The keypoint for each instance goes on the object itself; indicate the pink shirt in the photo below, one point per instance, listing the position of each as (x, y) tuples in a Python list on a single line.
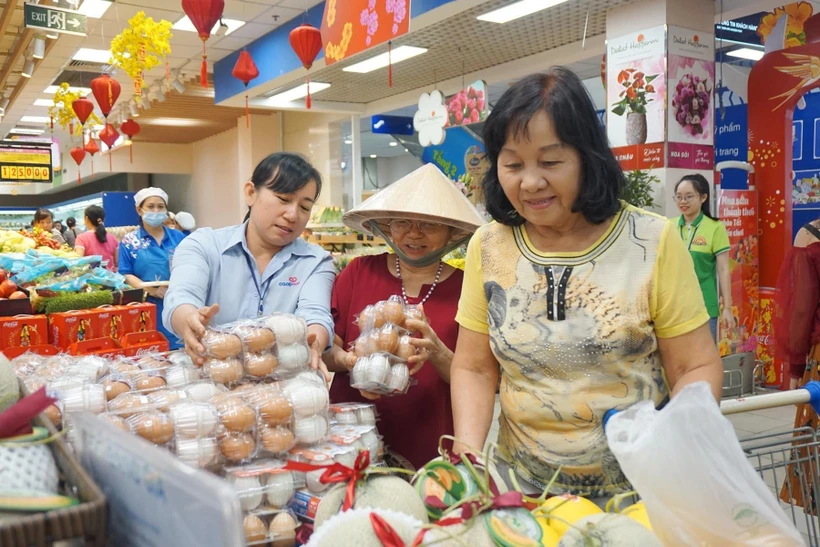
[(107, 250)]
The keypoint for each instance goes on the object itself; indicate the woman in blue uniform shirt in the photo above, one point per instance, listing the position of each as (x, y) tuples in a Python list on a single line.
[(146, 254), (259, 267)]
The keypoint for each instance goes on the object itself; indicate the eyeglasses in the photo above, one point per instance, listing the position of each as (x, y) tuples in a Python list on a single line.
[(404, 226)]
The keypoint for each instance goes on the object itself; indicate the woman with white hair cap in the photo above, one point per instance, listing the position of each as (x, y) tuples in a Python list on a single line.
[(145, 255)]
..............................
Taakdoel | Schaal de records op door alle regels opnieuw te geven, ook de tekst tussen de antwoorden, waarbij je elke x- en y-coördinaat in de antwoorden met 1,1 vermenigvuldigt en afrondt op een heel getal, halven naar boven. Laat de afbeeldingsregel weg.

Antwoord |
The keypoint for each instance goes on the object itself; indicate the pink shirt in the photo below, one point per instance, listing the position of each as (x, y) tuples in a Python list on a single line.
[(118, 275)]
The keypoint for each instance goes on the object itself; indicate the woman in blue uniform shirt in the photo above, one point per instance, listing the position of each as (x, y) tuples in a Python list on a single line.
[(161, 279), (285, 294)]
The keypoint for each instance goes on the object itself; indicate the eyeglasses in the photo above, one point per instance, listing the position of each as (x, y) tuples in a Python list on a single line.
[(444, 249)]
The keypoint for each instance goes on the object itself; indicate the woman with white hair cap in the photo above, one point per instance, listing the position of each as (x, y) tuples in a Python list on a single line.
[(160, 281)]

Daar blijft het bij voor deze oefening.